Set of tasks:
#1 In the review of The Hats of Marvello, what is the name of the town where Olive lives?
#2 Pick up the review of The Hats of Marvello from its last sentence and continue writing it.

Text segment:

====

Title: The Hats of Marvello

A girl in a green top hat surrounded by white bunnies and one black bunny. The Hats of Marvello by Amanda Graham.

Author: Amanda Graham

Genre: Fantasy

Publisher: HarperCollins Australia

Published: 8th March 2023

Format: Hardcover

Pages: 304

Price: $19.99

Synopsis:  A delightfully fantastical story for middle-grade readers that sparkles with magic and mystery. Perfect for Emily Rodda fans.

No matter how much Olive longs for a pet rabbit, it’s never going to happen. Not when she lives in an Australian country town where most people think they’re a pest.

So imagine Olive’s shock when she unexpectedly finds not one, but one hundred and one rabbits. And one of them can talk!

How Olive will ever be able to hide and protect the rabbits is going to be her greatest challenge, and all while preparing for the Year 5 play. At least she has her costume ready, although the old top hat she found in the local op-shop seems very odd …

Perfect for fans of Emily Rodda, The Hats of Marvello is a delightful, magical adventure story that will keep readers spellbound.

~*~

Olive lives in Mount Dry, a small country town on the border of Victoria and South Australia that hates rabbits. At eleven years old, Olive is in year five and her class is set to put on a play called Fab Fox and Superdingo about all the wonderful animals in the world – except, according to her grandfather, rabbits. Olive lives with her mum and grandfather on their farm, whilst her father works in a FIFO job. And now Olive needs a fantastic costume befitting a narrator for the play, so she heads to Poppy’s Oppy with Mum to get her costume. Here, she finds an old green top hat – perfect for a narrator! But one day it starts to buzz, and a hundred white rabbits and one black rabbit appear from the hat. Olive loves rabbits but most of the people in Mount Dry don’t, so she has to hide them until she can get them back to where they came from.

At the same time in England, two magicians – Reynard and Wilby, are practising a trick to pull one hundred rabbits out of a hat. One is good, and one is bad – and this is where the mystery and fantasy come into play – how do the rabbits – so many of them – come out of one hat, and what is Reynard really up to? Olive will soon be caught up in something that is magical and fantastical. She discovers that the rabbits can travel between hats – and between Australia and England! But where did the hats come from, and how did Olive’s hat end up in Australia? She sets off on a trail of discovery – about the hats, about magic, about a man called Marvello and his link to her home town. So can Olive help Robbit, the talking black rabbits, his friends, Wilby, and her town, and solve the mystery of Marvello and his magical hats and still participate in her school play? Read on to find out!

====

Data records:
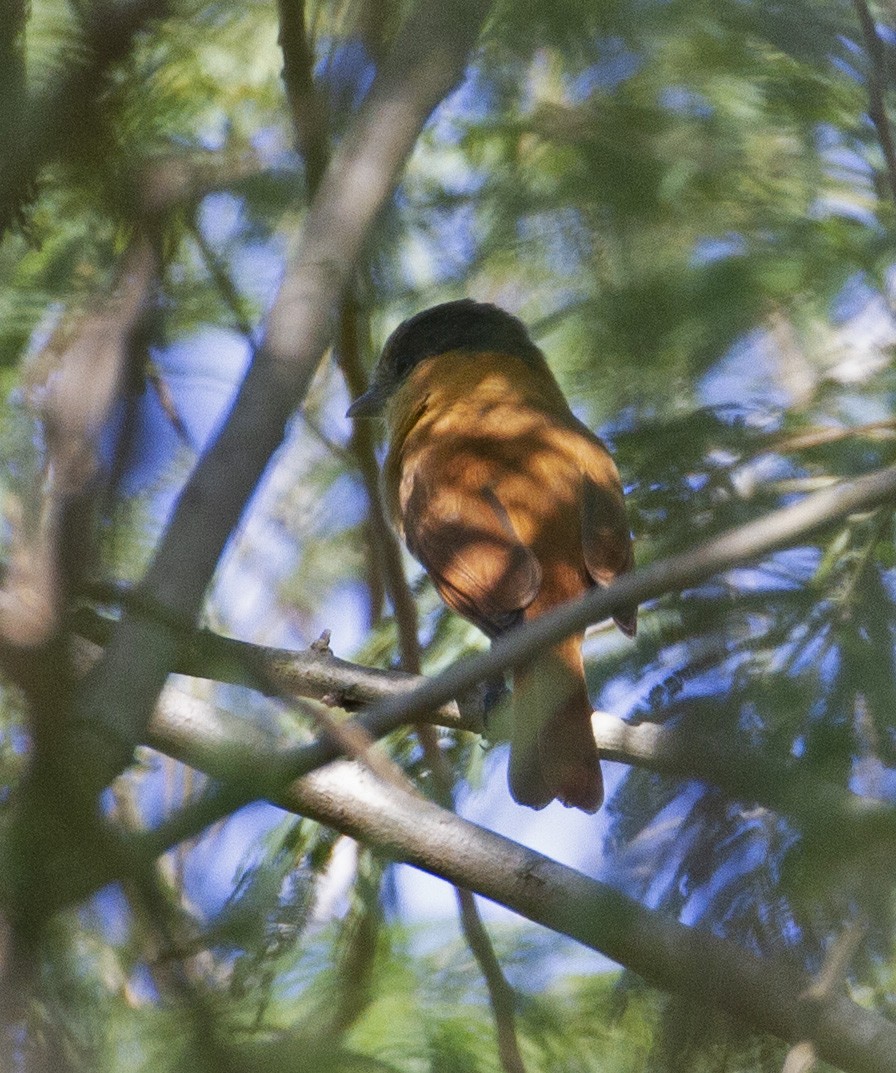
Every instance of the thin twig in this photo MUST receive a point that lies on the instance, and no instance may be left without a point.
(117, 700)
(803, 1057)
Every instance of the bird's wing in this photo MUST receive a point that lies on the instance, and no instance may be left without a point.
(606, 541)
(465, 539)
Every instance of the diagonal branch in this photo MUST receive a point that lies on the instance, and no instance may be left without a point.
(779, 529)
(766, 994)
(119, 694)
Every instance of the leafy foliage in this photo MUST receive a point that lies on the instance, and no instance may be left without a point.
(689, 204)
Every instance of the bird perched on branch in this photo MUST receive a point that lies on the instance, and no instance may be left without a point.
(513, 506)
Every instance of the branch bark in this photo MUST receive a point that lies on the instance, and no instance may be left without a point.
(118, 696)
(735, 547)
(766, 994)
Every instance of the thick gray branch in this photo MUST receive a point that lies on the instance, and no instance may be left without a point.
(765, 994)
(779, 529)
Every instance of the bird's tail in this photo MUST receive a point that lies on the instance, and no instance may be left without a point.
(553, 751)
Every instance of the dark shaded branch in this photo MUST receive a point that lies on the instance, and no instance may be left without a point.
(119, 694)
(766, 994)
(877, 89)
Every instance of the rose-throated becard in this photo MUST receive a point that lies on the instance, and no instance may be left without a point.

====

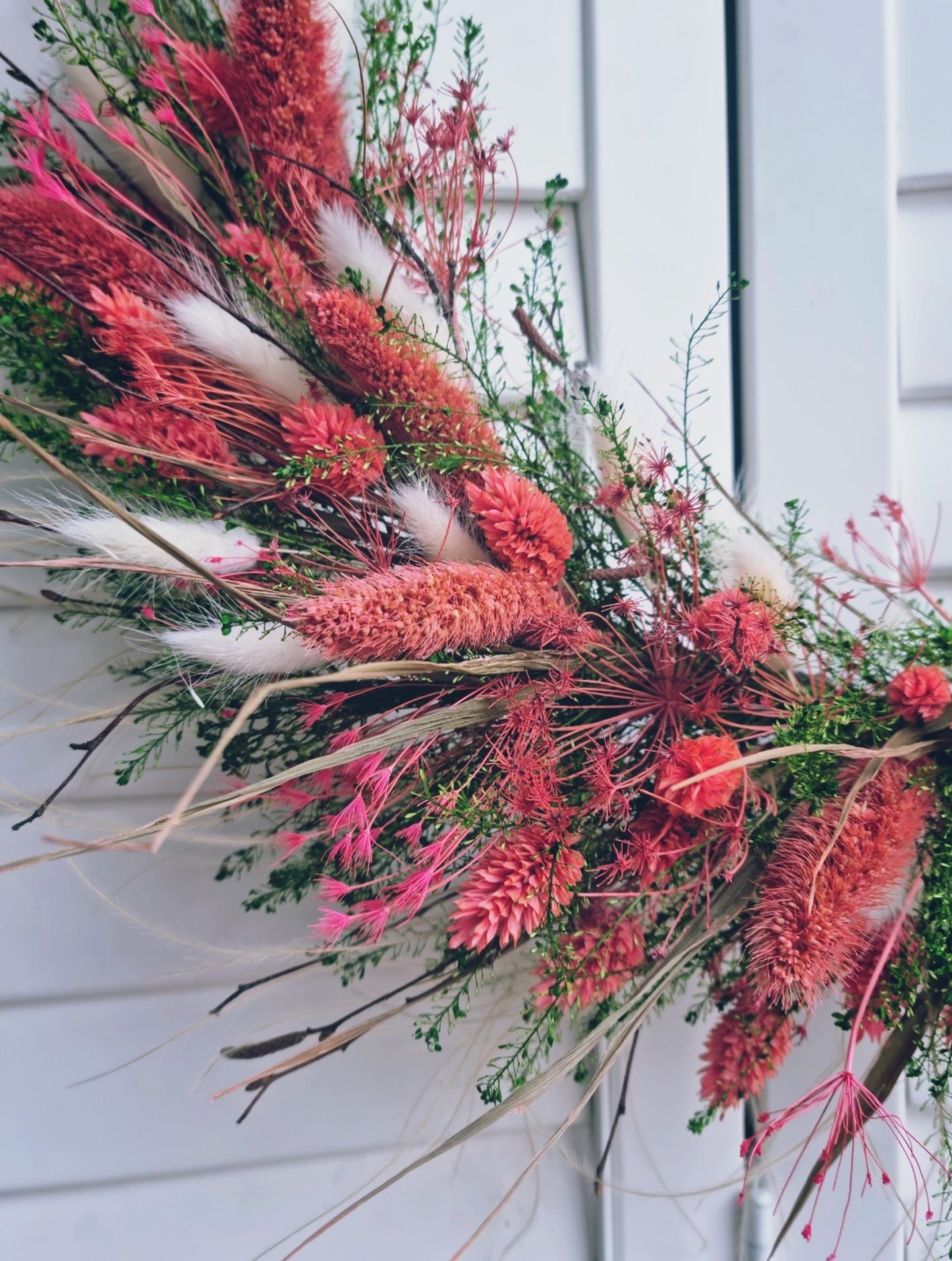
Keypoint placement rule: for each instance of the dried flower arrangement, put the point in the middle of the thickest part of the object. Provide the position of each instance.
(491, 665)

====

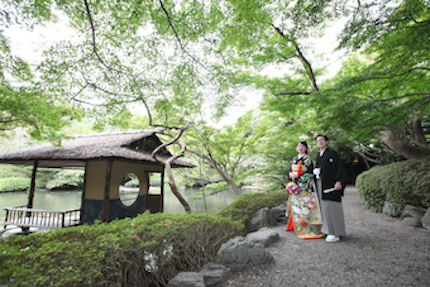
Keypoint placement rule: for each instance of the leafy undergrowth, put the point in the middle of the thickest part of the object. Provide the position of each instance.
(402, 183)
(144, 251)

====

Answers given:
#1 Mount Dry

#2
Amanda Graham’s new middle reader’s book for readers aged eight and older starts off as an unassuming story – quite normal, and quite straightforward, but by chapter two, is becomes clear that it is anything but a straightforward, normal story. As the magical hat starts to release the bunnies, and we meet the sinister magician half a world away from Olive as the book alternates between Reynard and Olive, England and Australia, the story and the crux behind it is revealed slowly and we learn what we need to know as we need to know it – so that when we as readers reach the climax, there are many ways that the story could end and I know which one I was hoping for. I liked the way this was done, as it allowed the story to remain simple to follow but had layers of complexity that allowed the layers of magic to be revealed as we needed to know about them. Like any good mystery, hints are dropped at the start, and explained later on, and done in a way that is befitting of the novel and doesn’t leave the reader in the dark as to what it is all about.

Whilst all the magic and mayhem is going on, is the very real family dynamics, and what it is like to live in a country town, on a farm, and in a family struggling for money. As Olive’s family struggles with crops and rabbits, money and what to do after accidents, we get to see how this reality impacts Olive and her desires, her dreams, and her anxieties about so many things. So the story is about her finding her place, and working out how to help Robbit and his friends, Wilby, and the bunnies in her town that everyone wants to get rid of. The intersection of reality and magic worked well together – you would think it would be quite out of place, but I think Amanda has woven the themes together well, so that they make sense and are entertaining for readers of all ages. It is one of those fun reads that has layers, but you can read it for any of these layers and nuances, or just read for a fun story filled with rabbits and magic.

I think readers aged eight and older will enjoy this, in particular confident readers however, as the chapters are short, it is also good to read aloud to reluctant readers, as the themes might be what they need to encourage them to explore a book like this, and it has illustrations throughout by Lavanya Naidu that add to the magic of the story, and cement the setting and characters in the minds of readers, and I hope people enjoy this book.